▶ [Problem to work on]: In the records below, find the line containing "tag: yellow equipment case", then copy that line and all lines after it, exactly, omitting every picture.

▶ [Source material]:
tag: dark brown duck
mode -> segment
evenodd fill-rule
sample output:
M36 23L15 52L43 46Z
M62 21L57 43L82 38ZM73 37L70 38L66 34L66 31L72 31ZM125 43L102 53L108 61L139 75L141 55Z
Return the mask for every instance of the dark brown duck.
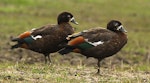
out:
M17 44L11 48L20 47L42 53L45 56L45 63L47 63L46 57L51 62L50 53L60 50L62 47L58 45L65 43L66 37L74 33L74 28L69 24L69 21L78 24L71 13L62 12L57 17L57 25L49 24L24 32L19 37L12 39Z
M100 73L100 61L116 54L127 43L125 32L121 22L111 20L107 29L94 28L68 36L68 45L59 53L78 52L87 57L94 57L98 59L97 73Z

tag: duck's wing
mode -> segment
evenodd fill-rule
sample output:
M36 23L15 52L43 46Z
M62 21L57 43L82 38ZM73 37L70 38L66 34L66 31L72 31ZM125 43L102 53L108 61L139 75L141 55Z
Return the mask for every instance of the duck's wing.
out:
M90 30L84 30L82 32L70 35L68 39L68 46L59 51L60 54L67 54L74 49L86 50L95 46L108 43L115 34L107 29L94 28Z

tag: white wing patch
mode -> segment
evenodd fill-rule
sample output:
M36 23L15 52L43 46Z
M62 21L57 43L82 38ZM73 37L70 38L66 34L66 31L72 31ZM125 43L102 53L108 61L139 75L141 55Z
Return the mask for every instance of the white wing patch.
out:
M37 36L35 36L35 37L31 35L31 37L32 37L34 40L37 40L37 39L42 38L42 36L41 36L41 35L37 35Z
M98 42L89 42L88 39L85 39L86 42L88 42L89 44L93 45L93 46L98 46L103 44L104 42L102 41L98 41Z

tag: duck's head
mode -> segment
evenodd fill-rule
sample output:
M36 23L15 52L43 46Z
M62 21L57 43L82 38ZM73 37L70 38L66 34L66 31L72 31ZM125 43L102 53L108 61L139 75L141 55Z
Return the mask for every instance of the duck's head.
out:
M122 23L120 21L117 20L111 20L108 24L107 24L107 29L114 31L114 32L127 32Z
M64 22L72 22L74 24L78 24L78 22L75 21L73 15L69 12L62 12L58 15L57 18L58 24L64 23Z

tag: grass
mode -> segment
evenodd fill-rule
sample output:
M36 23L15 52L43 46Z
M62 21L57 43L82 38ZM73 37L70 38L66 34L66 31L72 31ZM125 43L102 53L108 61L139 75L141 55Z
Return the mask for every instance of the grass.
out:
M0 82L150 83L149 2L1 0ZM49 66L42 64L43 56L38 53L9 49L12 44L10 36L17 36L44 24L56 24L56 17L62 11L71 12L79 22L78 26L72 24L76 32L98 26L106 27L111 19L120 20L127 29L128 44L118 54L104 60L102 76L93 76L96 63L89 60L89 63L83 64L85 57L78 54L53 54L53 64Z

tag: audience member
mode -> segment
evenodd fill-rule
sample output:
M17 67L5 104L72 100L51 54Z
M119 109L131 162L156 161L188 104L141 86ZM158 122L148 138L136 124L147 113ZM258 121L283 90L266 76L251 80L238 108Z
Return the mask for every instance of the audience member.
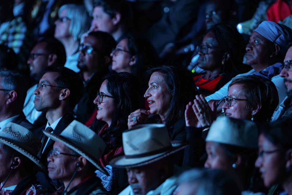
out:
M64 183L62 194L109 194L101 181L94 176L97 169L107 174L98 159L105 144L84 125L74 120L59 135L44 131L54 141L48 157L49 176Z
M205 167L229 173L234 177L243 194L249 191L254 169L257 129L252 121L220 117L211 126L206 138L208 157Z
M93 6L89 32L107 32L117 43L131 34L132 11L126 1L95 0Z
M150 69L147 73L151 76L144 97L150 109L139 109L131 113L129 129L145 122L157 122L146 120L150 120L147 118L154 114L159 115L159 122L165 124L171 140L185 140L185 105L198 94L190 73L182 66L166 65Z
M90 27L89 16L84 6L73 4L61 6L58 14L54 36L65 47L67 57L64 66L78 73L80 39Z
M34 101L36 109L45 112L48 120L46 125L34 132L41 140L38 156L43 162L46 161L53 141L48 139L42 130L59 135L74 120L71 112L80 101L84 90L81 80L71 70L49 66L45 69L44 72L34 92L36 95ZM51 180L47 175L40 173L37 176L42 185L54 189L55 187L50 183ZM58 183L53 184L57 188L60 187Z
M172 145L167 128L162 124L145 124L123 133L125 155L110 161L125 168L129 185L119 194L172 194L177 187L171 155L185 146L178 142Z
M197 46L198 66L206 72L193 79L200 93L207 96L237 75L242 66L245 43L235 28L222 24L211 27Z
M292 194L291 120L280 119L264 125L260 130L255 165L259 169L264 184L268 188L279 184L286 191L281 194Z
M32 131L32 125L22 111L27 89L23 77L16 71L0 71L0 130L13 122Z
M135 78L128 73L111 73L104 79L94 102L98 106L97 114L94 116L98 120L97 127L100 126L101 123L106 124L94 130L97 130L98 135L107 144L100 160L103 167L106 167L110 176L105 177L99 171L97 173L102 180L104 187L109 191L126 183L126 178L125 182L121 181L124 179L123 174L126 177L125 173L119 171L118 173L121 176L117 177L117 172L119 170L108 165L108 161L122 152L122 133L128 129L128 116L139 108L137 89L140 86Z
M252 67L250 71L241 75L254 74L267 78L274 83L278 91L280 102L285 96L286 90L284 79L279 75L280 66L292 40L292 29L283 25L264 21L253 32L246 49L246 63ZM227 95L230 80L219 90L206 97L220 100ZM219 100L216 101L219 102ZM210 102L211 103L212 102ZM217 107L221 112L222 104Z
M45 67L63 66L66 60L65 48L61 42L54 38L41 39L32 48L27 60L29 76L39 82ZM37 111L34 108L34 100L35 96L34 92L36 85L33 85L27 90L22 111L28 120L35 127L39 127L45 124L46 119L44 116L45 113L43 115L44 117L42 117L42 112Z
M277 89L272 82L255 75L241 76L234 78L229 87L223 107L226 117L251 120L260 124L270 121L279 102ZM203 141L216 117L216 113L212 115L211 111L215 110L215 105L211 109L202 95L197 96L192 106L191 102L187 105L185 113L190 145L185 149L183 163L184 166L192 167L201 164Z
M37 157L41 142L30 131L9 122L0 132L1 194L51 194L38 184L36 170L45 166Z
M158 56L153 46L144 38L128 37L121 40L110 54L112 70L131 73L143 80L147 68L157 66Z
M77 66L80 70L84 90L74 111L78 120L84 124L96 110L93 101L102 78L109 72L109 65L112 62L110 55L116 45L109 34L98 31L90 33L80 47Z
M227 173L219 169L194 169L178 179L178 195L240 195L238 185Z
M292 118L291 102L292 101L292 47L291 47L286 54L284 63L280 67L280 76L284 77L284 82L287 88L287 96L279 106L279 108L273 117L272 121L280 118Z

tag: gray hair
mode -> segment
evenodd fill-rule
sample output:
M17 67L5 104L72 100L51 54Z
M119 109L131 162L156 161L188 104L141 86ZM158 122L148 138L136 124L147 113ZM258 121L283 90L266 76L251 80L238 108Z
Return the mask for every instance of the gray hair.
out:
M17 94L19 105L23 106L27 89L26 82L23 77L18 72L9 70L0 71L0 77L2 78L1 84L3 88L7 90L4 91L5 94L8 94L9 91L15 90Z
M67 9L67 17L71 20L69 32L74 38L80 39L82 34L90 27L90 19L88 13L83 5L69 4L60 8L58 12L59 15L65 9Z

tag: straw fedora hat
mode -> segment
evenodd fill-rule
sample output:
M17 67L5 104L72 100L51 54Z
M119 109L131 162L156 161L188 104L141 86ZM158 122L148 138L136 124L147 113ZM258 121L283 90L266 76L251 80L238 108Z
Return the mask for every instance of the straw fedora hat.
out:
M12 148L34 163L44 171L45 167L37 157L41 142L28 129L13 122L9 122L0 131L0 142Z
M258 128L253 122L222 117L211 125L206 141L257 148L258 138Z
M145 165L182 149L186 143L171 142L168 131L163 124L138 125L123 133L125 155L110 162L113 166L130 168Z
M94 131L81 122L74 120L59 135L43 131L46 136L58 141L83 156L105 174L107 171L100 165L105 143Z

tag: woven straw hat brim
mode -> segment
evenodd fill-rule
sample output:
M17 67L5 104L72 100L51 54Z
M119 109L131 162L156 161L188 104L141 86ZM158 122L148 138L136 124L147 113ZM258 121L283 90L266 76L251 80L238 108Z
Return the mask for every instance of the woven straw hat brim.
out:
M58 141L61 143L64 144L81 156L83 156L88 161L91 163L93 165L95 166L99 170L107 175L109 175L106 170L99 165L99 161L98 160L95 160L95 158L91 155L82 149L80 148L73 143L72 143L62 137L51 133L50 132L46 132L44 131L43 131L43 132L44 132L45 135L53 140L55 141Z
M169 156L184 148L186 142L172 142L173 147L168 150L156 154L138 158L127 158L125 155L117 156L110 161L110 164L117 168L131 168L146 165ZM178 145L178 146L177 146ZM175 146L173 146L174 145Z
M13 142L14 142L14 140L10 140L6 138L0 137L0 142L12 148L20 153L27 157L37 165L38 168L40 171L44 172L46 171L44 165L41 162L41 159L39 157L34 155L30 152L23 149L17 144L14 144Z

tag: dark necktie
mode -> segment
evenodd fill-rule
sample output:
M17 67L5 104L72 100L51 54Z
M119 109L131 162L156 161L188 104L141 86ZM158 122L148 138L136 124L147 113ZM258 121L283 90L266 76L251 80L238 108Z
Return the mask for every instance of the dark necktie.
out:
M49 126L47 127L45 130L45 131L50 132L50 133L53 130L54 130L51 127ZM45 135L45 134L43 135L43 137L41 138L41 149L39 152L39 154L37 155L39 157L40 157L41 156L43 150L44 150L44 149L45 148L45 146L46 146L46 144L47 143L47 141L48 141L48 137Z

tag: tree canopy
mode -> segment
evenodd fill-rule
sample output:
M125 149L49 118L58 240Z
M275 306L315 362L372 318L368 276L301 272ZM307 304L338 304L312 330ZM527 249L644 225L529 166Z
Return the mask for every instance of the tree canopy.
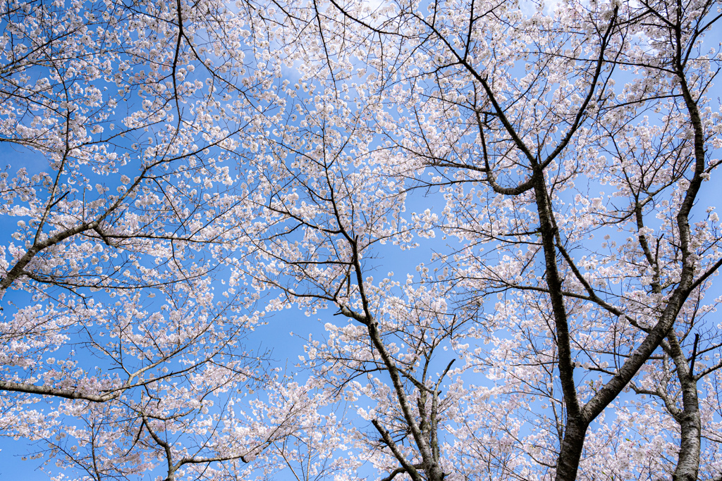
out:
M6 2L5 462L722 480L721 19Z

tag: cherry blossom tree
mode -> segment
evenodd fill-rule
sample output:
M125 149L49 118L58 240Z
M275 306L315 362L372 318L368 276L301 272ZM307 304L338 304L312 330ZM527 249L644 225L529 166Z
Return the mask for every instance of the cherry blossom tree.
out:
M98 481L720 475L718 2L0 8L4 436ZM244 345L293 306L282 375Z
M227 268L253 214L225 161L279 107L264 20L212 1L0 9L0 143L32 159L0 177L3 436L82 479L249 469L315 405L244 347L264 312ZM238 402L259 386L266 404Z
M671 347L675 326L722 262L716 216L702 208L690 221L718 164L718 105L705 94L719 58L701 43L718 6L526 8L314 3L308 16L327 27L312 61L326 66L316 75L329 87L361 78L351 101L373 111L383 137L374 162L406 188L445 195L437 225L469 244L443 257L471 308L484 305L480 294L500 296L482 324L517 341L492 337L503 349L479 363L504 373L508 387L547 379L525 394L560 402L548 418L558 444L541 446L554 459L539 463L573 480L590 425L661 344L679 366L690 361ZM595 195L603 185L613 193ZM599 231L614 239L599 249ZM521 377L519 365L528 366ZM682 389L675 479L697 475L693 390ZM536 415L533 405L521 408Z

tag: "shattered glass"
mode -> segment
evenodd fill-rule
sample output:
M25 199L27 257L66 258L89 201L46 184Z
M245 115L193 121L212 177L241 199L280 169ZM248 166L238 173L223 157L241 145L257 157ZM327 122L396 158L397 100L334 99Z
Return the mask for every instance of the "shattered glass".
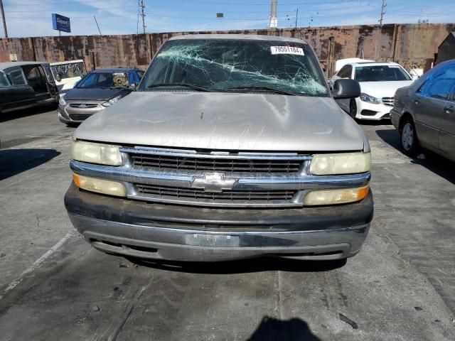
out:
M277 50L275 47L282 49L287 46L297 48L301 54L272 53ZM140 90L156 90L166 84L176 87L179 83L215 92L276 90L296 95L328 96L314 54L306 44L294 42L228 39L168 41L146 72Z

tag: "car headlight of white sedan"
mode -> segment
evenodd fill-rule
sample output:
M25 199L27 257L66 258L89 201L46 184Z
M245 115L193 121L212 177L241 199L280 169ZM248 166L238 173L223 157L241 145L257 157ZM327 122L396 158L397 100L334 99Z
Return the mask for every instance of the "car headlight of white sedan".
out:
M364 94L363 92L360 94L360 100L366 102L367 103L373 103L373 104L379 104L380 103L378 98L373 96L370 96L368 94Z

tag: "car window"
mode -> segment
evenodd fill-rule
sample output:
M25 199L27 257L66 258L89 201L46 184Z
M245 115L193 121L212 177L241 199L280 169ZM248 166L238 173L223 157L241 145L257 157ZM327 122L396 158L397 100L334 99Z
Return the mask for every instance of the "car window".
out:
M58 80L65 80L75 77L82 77L85 67L82 62L67 63L50 66L52 73Z
M341 67L341 70L338 72L338 76L341 78L350 78L353 72L353 67L351 65L345 65Z
M285 92L328 96L319 63L307 45L266 40L191 39L166 42L146 72L141 91L196 86L209 91Z
M22 71L20 70L9 72L9 80L13 85L25 85L27 84L25 78L23 77L23 75L22 74Z
M455 87L455 67L448 67L428 77L417 90L422 96L449 99Z
M0 87L9 87L9 82L6 77L6 75L0 72Z
M400 65L356 66L354 79L358 82L394 82L411 80Z

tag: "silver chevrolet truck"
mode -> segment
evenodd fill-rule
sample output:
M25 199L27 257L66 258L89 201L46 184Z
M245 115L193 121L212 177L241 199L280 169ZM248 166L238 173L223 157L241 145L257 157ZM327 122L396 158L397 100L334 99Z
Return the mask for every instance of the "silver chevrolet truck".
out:
M169 39L137 91L75 131L65 204L102 251L214 261L356 254L373 215L370 153L310 45Z

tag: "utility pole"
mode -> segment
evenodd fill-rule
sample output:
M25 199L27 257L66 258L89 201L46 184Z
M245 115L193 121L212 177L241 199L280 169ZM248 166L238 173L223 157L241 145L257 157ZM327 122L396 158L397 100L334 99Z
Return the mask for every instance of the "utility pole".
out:
M382 4L381 6L381 18L379 19L379 23L382 25L384 21L384 16L385 15L385 6L387 6L387 0L382 0Z
M145 28L147 27L145 26L145 13L144 12L144 9L145 9L145 5L144 4L144 0L141 0L141 4L139 5L141 8L141 13L139 14L142 17L142 30L144 33L145 34Z
M98 25L98 21L97 21L97 17L93 16L93 18L95 19L95 22L97 24L97 27L98 28L98 32L100 32L100 36L102 36L102 34L101 34L101 30L100 29L100 25Z
M278 27L278 18L277 17L277 0L272 0L270 4L270 20L269 21L269 28L277 28Z
M6 21L5 20L5 11L3 9L3 2L0 0L0 9L1 10L1 18L3 19L3 29L5 31L5 38L8 38L8 30L6 30Z

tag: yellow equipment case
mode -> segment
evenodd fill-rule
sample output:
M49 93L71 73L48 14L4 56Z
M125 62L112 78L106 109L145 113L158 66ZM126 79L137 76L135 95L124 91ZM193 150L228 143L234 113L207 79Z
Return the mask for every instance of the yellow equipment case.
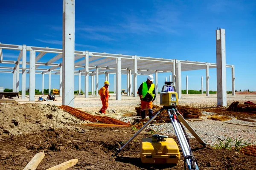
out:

▶ [The output]:
tag: yellow equipment case
mode -> segment
evenodd fill-rule
sample output:
M49 93L71 73L48 14L4 56Z
M125 62L112 78L106 109L145 113L158 66ZM126 79L137 76L135 95L124 91ZM193 150L228 143L234 113L207 79Z
Return the mask for every instance of the yellow equipment case.
out:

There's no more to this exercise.